Extrait du texte —
D'autres se souviennent de lui, vêtu de la vieille blouse grise des instituteurs, comme celui qui tenta de réconcilier les francophones avec l'orthographe en organisant, à partir de 1985, les Dicos d'or, championnat d'orthographe vite devenu international.

Il a signé trois romans : L'Amour en vogue (1959), qu'il ne trouve pas sérieux, Oui, mais quelle est la question ? (2012) et ... Mais la vie continue (2021), proches de l'autofiction. Il écrit aussi plusieurs essais sur la langue française, et sur ses deux autres grandes passions : le football et le vin.

Né à Lyon le 5 mai 1935, dans une famille de petits commerçants, il a passé son enfance dans le Beaujolais et était connu pour être un amateur éclairé des vins de ce terroir. On lui doit un Dictionnaire amoureux du vin (Plon, 2006). En football, c'était un fidèle de l'AS Saint-Étienne et de l'équipe de France.

Il se définissait avant tout comme journaliste, un métier dont il a connu toutes les facettes. Après des débuts comme stagiaire au Progrès de Lyon, il entre au Figaro littéraire en 1958. Chef de service au Figaro en 1971, il démissionne en 1974 après un désaccord avec Jean d'Ormesson (qui deviendra son invité télé le plus fréquent). Il passe par Lire, Le Point, Le Journal du Dimanche.

Vous m'en direz des nouvellesBernard Pivot, 85 ans et toujours à la page

« L'insatiable curiosité littéraire »

L'Académie Goncourt a salué l'« insatiable curiosité » et la « haute morale » de Bernard Pivot, qui a été, en 2004, le premier « non-écrivain » coopté au sein de l'Académie Goncourt. Il en est devenu le président en 2014 avant de s'en retirer fin 2019.

Informations extraites —
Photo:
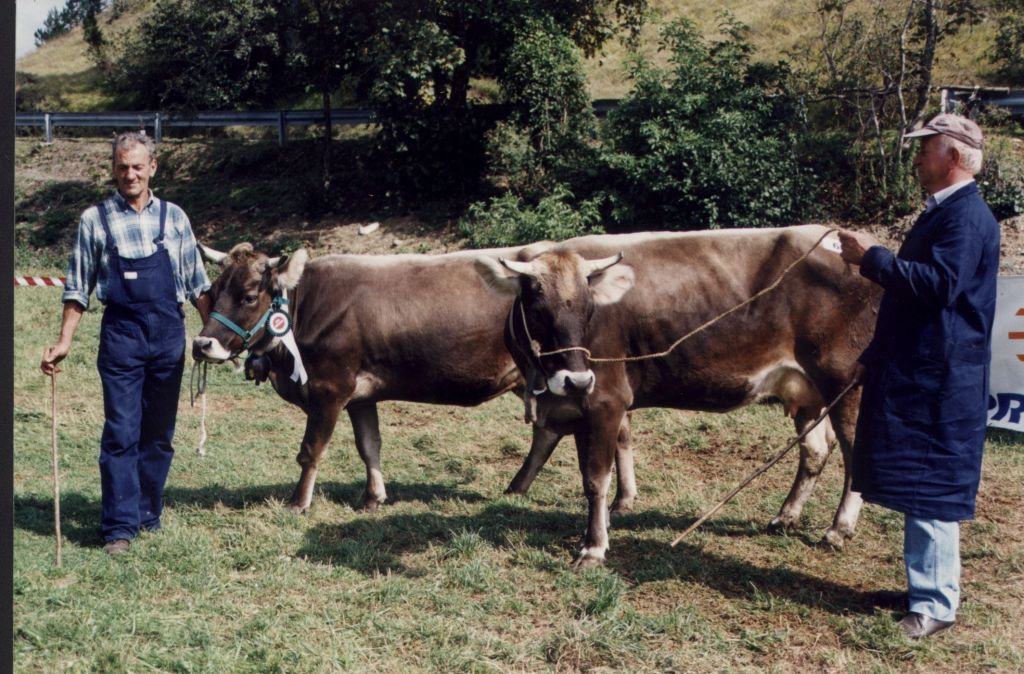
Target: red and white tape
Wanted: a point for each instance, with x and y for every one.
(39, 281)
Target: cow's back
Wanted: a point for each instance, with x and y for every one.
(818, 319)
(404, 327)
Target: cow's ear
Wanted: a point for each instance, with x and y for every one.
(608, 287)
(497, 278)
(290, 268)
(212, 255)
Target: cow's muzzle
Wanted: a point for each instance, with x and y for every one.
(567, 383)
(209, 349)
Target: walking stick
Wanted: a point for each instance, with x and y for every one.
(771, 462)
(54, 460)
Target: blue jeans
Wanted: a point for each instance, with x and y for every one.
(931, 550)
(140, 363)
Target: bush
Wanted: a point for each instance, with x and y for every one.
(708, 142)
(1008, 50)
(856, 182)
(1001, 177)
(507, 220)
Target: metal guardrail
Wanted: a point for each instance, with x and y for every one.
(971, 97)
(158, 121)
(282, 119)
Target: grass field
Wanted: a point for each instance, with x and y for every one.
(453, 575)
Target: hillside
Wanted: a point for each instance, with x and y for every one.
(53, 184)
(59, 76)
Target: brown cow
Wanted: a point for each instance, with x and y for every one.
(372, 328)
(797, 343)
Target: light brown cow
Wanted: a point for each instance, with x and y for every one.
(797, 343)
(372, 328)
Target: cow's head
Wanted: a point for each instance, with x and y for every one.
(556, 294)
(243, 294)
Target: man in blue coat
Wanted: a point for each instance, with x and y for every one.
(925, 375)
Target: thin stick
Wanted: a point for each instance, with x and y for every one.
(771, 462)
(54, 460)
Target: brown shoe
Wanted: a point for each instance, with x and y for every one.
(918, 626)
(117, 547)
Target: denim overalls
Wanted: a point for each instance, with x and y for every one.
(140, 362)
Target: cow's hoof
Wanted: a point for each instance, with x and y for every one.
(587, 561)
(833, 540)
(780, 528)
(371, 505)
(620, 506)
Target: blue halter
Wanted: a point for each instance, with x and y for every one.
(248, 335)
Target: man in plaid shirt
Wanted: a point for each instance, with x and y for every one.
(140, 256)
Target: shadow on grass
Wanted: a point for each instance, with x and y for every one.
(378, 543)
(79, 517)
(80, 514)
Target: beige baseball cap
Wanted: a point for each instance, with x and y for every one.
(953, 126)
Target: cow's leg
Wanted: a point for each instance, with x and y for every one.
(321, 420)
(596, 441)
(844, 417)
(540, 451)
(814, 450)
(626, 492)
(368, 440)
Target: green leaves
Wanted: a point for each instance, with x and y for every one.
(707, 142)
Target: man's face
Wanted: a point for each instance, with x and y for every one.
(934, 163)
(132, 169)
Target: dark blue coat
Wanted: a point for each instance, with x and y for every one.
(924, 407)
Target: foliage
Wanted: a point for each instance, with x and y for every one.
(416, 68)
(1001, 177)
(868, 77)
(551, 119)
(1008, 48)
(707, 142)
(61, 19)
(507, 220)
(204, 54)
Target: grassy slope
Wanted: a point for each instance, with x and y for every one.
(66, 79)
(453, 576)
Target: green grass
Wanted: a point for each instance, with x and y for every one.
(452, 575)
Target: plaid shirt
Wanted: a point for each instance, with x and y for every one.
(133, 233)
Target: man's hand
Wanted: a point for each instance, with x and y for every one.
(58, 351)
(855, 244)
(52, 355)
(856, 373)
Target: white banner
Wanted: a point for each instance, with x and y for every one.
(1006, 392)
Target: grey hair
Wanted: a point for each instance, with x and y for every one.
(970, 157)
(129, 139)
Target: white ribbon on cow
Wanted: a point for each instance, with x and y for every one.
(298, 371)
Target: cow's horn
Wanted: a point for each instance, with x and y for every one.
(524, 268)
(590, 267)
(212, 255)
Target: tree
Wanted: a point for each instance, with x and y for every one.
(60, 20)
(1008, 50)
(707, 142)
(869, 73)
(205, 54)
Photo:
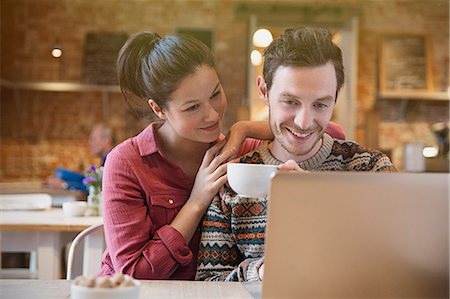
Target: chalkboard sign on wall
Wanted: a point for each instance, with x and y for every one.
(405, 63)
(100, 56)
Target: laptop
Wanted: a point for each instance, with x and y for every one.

Exercice court 1 — D'après l'extrait, pour quelle raison Bernard Pivot a-t-il démissionné du Figaro en 1974 ? Répondez en une à trois phrases.
Exercice court 2 — Recopiez fidèlement le passage de l'extrait qui commence par les mots « D'autres se souviennent » et se termine par « l'équipe de France. ».
Exercice court 3 — Selon l'extrait, en quelle année Bernard Pivot est-il devenu président de l'Académie Goncourt ?

Réponse rédigée 1 — Bernard Pivot a démissionné du Figaro en 1974 à la suite d'un désaccord avec Jean d'Ormesson.

Réponse rédigée 2 —
D'autres se souviennent de lui, vêtu de la vieille blouse grise des instituteurs, comme celui qui tenta de réconcilier les francophones avec l'orthographe en organisant, à partir de 1985, les Dicos d'or, championnat d'orthographe vite devenu international.

Il a signé trois romans : L'Amour en vogue (1959), qu'il ne trouve pas sérieux, Oui, mais quelle est la question ? (2012) et ... Mais la vie continue (2021), proches de l'autofiction. Il écrit aussi plusieurs essais sur la langue française, et sur ses deux autres grandes passions : le football et le vin.

Né à Lyon le 5 mai 1935, dans une famille de petits commerçants, il a passé son enfance dans le Beaujolais et était connu pour être un amateur éclairé des vins de ce terroir. On lui doit un Dictionnaire amoureux du vin (Plon, 2006). En football, c'était un fidèle de l'AS Saint-Étienne et de l'équipe de France.

Réponse rédigée 3 — Il en est devenu le président en 2014.